• Task brief
Rewrite the rows below with "Objective" swapped for "Task" everywhere it appears, and leave every other word untouched.

• Task data

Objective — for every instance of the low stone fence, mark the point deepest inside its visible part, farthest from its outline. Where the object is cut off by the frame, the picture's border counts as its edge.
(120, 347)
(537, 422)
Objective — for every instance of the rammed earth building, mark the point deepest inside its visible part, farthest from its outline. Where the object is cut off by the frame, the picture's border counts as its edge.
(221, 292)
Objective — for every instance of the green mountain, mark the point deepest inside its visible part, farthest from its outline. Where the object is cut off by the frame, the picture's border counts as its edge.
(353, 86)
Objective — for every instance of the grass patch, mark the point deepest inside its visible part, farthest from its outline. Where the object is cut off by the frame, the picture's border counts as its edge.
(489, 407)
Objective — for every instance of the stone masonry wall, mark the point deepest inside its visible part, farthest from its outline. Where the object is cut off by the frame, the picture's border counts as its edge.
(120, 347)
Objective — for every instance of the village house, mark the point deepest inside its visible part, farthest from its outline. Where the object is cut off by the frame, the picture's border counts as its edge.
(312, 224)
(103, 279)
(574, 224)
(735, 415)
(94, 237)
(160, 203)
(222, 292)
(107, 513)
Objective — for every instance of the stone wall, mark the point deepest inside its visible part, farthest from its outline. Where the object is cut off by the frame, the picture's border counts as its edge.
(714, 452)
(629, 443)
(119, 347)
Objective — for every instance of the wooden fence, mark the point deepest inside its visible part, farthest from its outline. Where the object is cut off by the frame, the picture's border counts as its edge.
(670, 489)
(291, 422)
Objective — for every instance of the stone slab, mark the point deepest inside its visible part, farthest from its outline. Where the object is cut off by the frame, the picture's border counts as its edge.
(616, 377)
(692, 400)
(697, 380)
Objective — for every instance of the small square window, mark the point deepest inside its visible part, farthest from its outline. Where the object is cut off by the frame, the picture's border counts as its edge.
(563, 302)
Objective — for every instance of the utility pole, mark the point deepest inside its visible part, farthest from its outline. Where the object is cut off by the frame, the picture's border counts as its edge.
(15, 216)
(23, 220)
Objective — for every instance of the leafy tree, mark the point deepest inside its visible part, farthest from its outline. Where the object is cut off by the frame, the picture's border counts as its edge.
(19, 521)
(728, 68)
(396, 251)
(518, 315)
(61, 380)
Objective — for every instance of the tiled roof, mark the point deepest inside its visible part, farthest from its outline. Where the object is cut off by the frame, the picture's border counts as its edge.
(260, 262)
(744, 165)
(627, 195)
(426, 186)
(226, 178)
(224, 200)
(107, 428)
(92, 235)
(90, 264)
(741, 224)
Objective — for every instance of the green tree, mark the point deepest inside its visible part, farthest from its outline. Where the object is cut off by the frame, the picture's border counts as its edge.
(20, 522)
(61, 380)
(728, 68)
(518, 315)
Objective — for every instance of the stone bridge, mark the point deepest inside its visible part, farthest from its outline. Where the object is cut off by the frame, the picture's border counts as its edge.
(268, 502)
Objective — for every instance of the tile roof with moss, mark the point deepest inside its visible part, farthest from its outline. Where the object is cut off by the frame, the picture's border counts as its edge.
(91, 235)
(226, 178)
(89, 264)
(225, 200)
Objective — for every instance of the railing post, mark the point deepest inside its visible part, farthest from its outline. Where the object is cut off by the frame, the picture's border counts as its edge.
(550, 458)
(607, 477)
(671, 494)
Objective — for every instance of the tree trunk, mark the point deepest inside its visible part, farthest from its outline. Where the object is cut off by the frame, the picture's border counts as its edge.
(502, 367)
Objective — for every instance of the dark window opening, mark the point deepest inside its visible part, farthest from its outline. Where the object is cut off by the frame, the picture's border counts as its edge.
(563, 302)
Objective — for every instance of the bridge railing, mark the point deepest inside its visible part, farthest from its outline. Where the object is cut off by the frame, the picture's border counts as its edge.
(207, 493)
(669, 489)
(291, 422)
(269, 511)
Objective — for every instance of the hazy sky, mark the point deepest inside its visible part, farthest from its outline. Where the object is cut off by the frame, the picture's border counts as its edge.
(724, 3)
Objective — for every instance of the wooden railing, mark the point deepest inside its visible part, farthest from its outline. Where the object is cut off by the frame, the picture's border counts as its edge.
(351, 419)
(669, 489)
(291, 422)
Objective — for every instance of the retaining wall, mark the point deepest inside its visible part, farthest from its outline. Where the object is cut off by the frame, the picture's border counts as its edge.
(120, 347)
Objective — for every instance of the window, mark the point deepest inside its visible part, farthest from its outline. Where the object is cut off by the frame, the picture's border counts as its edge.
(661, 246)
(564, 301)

• Exercise result
Task — for every instance of the low stone fence, mark the point deepest inside its visible part, farthest from its outline. Where the object is cut off by the frame, the picture's border counts as its edge.
(120, 347)
(537, 422)
Task — for every instance of the rammed earth building, mark the point deepest inside its visible part, farthest from its outline. Where the object is cut off by the frame, the picture's border counts as its edge.
(221, 292)
Task — for every instance of the green mountain, mark the point deepest inside its visible part, farthest from its outline. Where the object is cut off by the frame, the picture's border counts as its edge.
(353, 86)
Task — for every instance of the grass patch, mark the point deepest inside its visible part, farthest from its outline. Where the object is cut off by the frame, the picture's border counts as its edge.
(489, 407)
Task — for every instance of the stone masonry wall, mark the point deepest inside its visible part, farthest from its outline. Where the object is cut off by the frame, the picture's border counts as its edge.
(120, 347)
Task — for every instance of the village house, mark the point deepest inside its visible part, farthest from its outline. Where the object is cut off by the frame, the picture's border counts as its edge.
(312, 224)
(103, 279)
(574, 224)
(735, 415)
(94, 237)
(160, 203)
(222, 292)
(107, 513)
Task — for every instance of the stone wall, mark the point deepest inside its visible part, farthest from its outline. Where the object is cut off by the frame, the picture's border counts as its edge.
(714, 452)
(629, 443)
(119, 347)
Task — for every instance of the wooden fence, mark the point deepest inside its visible part, farthest from its outline. Where the object is cut off by the frame, the picture's border counts as its edge.
(670, 489)
(291, 422)
Task — for every instance of the stone slab, mark the point deepest inside its visible part, farthest from its outline. Where the object is cut off by the frame, the picture's border counts as its edge.
(616, 377)
(692, 400)
(697, 380)
Task — for every instance of the small square window, mark the point deepest inside its visible part, farthest from its outline. Where the object is cut off by the frame, the picture's border counts as its edge.
(563, 302)
Task — for every instance of the utility pole, mark the point deepest inside its visible part, farthest from its outline. Where the object is cut off by the frame, the picture's border counts as its edge.
(15, 216)
(23, 220)
Task — for every instance of the leafy tree, mark the point deepest inside its visible part, farthest from its outline. Where the object is cut off by the frame, the picture's border counts as its edge.
(19, 521)
(728, 68)
(396, 251)
(518, 315)
(61, 380)
Task — for every instance of the tiled roof, mark the point deepest inside its visible part, farthest from its outline. Where the object is cut off by the frame, the picture's border counts as its edge.
(260, 262)
(744, 165)
(627, 195)
(426, 186)
(226, 178)
(224, 200)
(107, 428)
(92, 235)
(90, 264)
(741, 224)
Task — for every instance of the green tree, mark the point deepest inside its visible part, farthest from its outline. Where the object is cut off by the frame, the picture's border counts as its edge.
(20, 522)
(61, 380)
(728, 68)
(518, 315)
Task — for every instance of the stone bridge, mark the point deepest inside its visible part, farthest from its outline. Where the object is cut off by the frame, the picture's border counts as its edge.
(268, 502)
Task — for every instance of the tile roof with moss, mark the point deepest inside its visible part, farthest from its outline. Where the object is cut off by the frame, the picture's border counts as its edge.
(91, 235)
(226, 178)
(89, 264)
(225, 200)
Task — for every instance of the railing post, mark the point deepest inside its visible part, farthest from its outline. Where the object is cut off by the frame, the picture's border counts as its edge.
(550, 458)
(607, 477)
(671, 494)
Task — for every instance of the tree trunk, mark the point deepest inside its visible part, farthest from its outline. Where the object is cut off by the frame, the picture's border counts as its edge.
(502, 367)
Task — for every instance of the dark window opening, mark the point deepest inside its visible part, farthest from its outline. Where the object is cut off by the frame, the picture's border counts as its edge.
(563, 302)
Task — for every instance of the bridge railing, mark the point deepest inside its visible part, farthest from its outline. Where the object is cut off by the frame, the picture's border counts as its edge.
(207, 493)
(669, 489)
(291, 422)
(269, 511)
Task — for every instance of the hazy sky, mark the point deepest inside its visible part, farthest from its outline. Where the object is cut off by the frame, the picture's border counts as its edge.
(724, 3)
Task — for every instance of the wooden railing, mark the point deepest inside its visible part, farthest from its outline. Where the object is cut off by the frame, the picture's border counts as its edge.
(351, 419)
(669, 489)
(291, 422)
Task — for every instance of the retaining wall, mark the point deepest inside its visible part, farthest from its outline. Where the object is cut off by the frame, the picture's border counts as its edge.
(120, 347)
Task — for every instance of the window, mark the point deepest inside its visible part, farthest from its outline. Where the object is cut off by the frame, the picture's border counts as its edge.
(661, 246)
(564, 301)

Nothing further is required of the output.